[Point-per-instance localization data]
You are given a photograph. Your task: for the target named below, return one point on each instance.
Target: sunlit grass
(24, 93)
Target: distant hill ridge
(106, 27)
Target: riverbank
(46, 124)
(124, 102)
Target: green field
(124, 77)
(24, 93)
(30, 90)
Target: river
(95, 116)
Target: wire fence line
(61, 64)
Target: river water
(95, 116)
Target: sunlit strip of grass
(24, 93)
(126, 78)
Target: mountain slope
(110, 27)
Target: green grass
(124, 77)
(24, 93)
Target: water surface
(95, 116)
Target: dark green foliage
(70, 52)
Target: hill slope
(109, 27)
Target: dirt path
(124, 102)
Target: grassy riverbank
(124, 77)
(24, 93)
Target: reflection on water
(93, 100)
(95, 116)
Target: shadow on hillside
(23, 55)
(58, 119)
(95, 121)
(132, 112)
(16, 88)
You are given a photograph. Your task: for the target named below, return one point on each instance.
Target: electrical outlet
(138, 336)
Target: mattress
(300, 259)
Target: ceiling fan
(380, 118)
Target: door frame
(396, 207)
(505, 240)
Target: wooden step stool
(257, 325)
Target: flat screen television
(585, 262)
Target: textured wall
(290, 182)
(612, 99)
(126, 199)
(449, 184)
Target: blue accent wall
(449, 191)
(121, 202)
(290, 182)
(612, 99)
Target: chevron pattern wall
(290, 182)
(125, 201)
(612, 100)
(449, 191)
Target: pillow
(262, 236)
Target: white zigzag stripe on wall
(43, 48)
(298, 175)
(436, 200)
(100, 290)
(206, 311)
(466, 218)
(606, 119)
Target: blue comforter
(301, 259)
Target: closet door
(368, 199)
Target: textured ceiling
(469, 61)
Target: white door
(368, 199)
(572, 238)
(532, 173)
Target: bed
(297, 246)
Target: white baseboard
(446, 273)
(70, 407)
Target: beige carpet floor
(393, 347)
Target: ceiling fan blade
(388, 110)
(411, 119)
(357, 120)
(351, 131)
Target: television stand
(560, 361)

WORK INSTRUCTION
All lines of the data above must be repeated exactly.

WRITTEN SOLUTION
You are given a photograph. Your task: for the target named below, return one point on each instance.
Target: sunlit grass
(24, 93)
Target: distant hill ridge
(106, 27)
Target: riverbank
(46, 124)
(124, 102)
Target: green field
(124, 77)
(24, 93)
(30, 90)
Target: river
(95, 116)
Target: wire fence line
(61, 64)
Target: river water
(95, 116)
Target: sunlit strip of grass
(24, 93)
(126, 78)
Target: mountain slope
(110, 27)
Target: green grass
(124, 77)
(24, 93)
Target: water surface
(95, 116)
Target: dark green foliage
(70, 52)
Target: hill slope
(109, 27)
Target: dirt path
(124, 102)
Target: grassy riverbank
(124, 77)
(24, 93)
Target: reflection on water
(93, 100)
(95, 116)
Target: shadow on hillside
(23, 55)
(58, 119)
(95, 121)
(132, 112)
(16, 88)
You are given a photograph. Your task: for the target named below, return one point on each instance.
Target: electrical outlet
(138, 336)
Target: mattress
(300, 259)
Target: ceiling fan
(380, 118)
Target: door frame
(396, 207)
(505, 240)
Target: wooden step stool
(257, 325)
Target: flat screen television
(585, 262)
Target: textured wall
(290, 182)
(612, 99)
(126, 199)
(449, 184)
Target: blue accent wall
(449, 191)
(121, 202)
(290, 182)
(612, 99)
Target: chevron pattern wall
(290, 182)
(125, 201)
(612, 100)
(449, 191)
Target: pillow
(262, 236)
Target: white zigzag stripe on wall
(43, 48)
(298, 175)
(436, 200)
(100, 290)
(206, 311)
(466, 218)
(606, 119)
Target: blue comforter
(301, 259)
Target: closet door
(368, 199)
Target: textured ceiling
(469, 61)
Target: white door
(368, 199)
(572, 238)
(532, 173)
Target: bed
(297, 246)
Target: white baseboard
(446, 273)
(70, 407)
Target: beige carpet floor
(393, 347)
Target: ceiling fan blade
(388, 110)
(411, 119)
(357, 120)
(351, 131)
Target: television stand
(560, 361)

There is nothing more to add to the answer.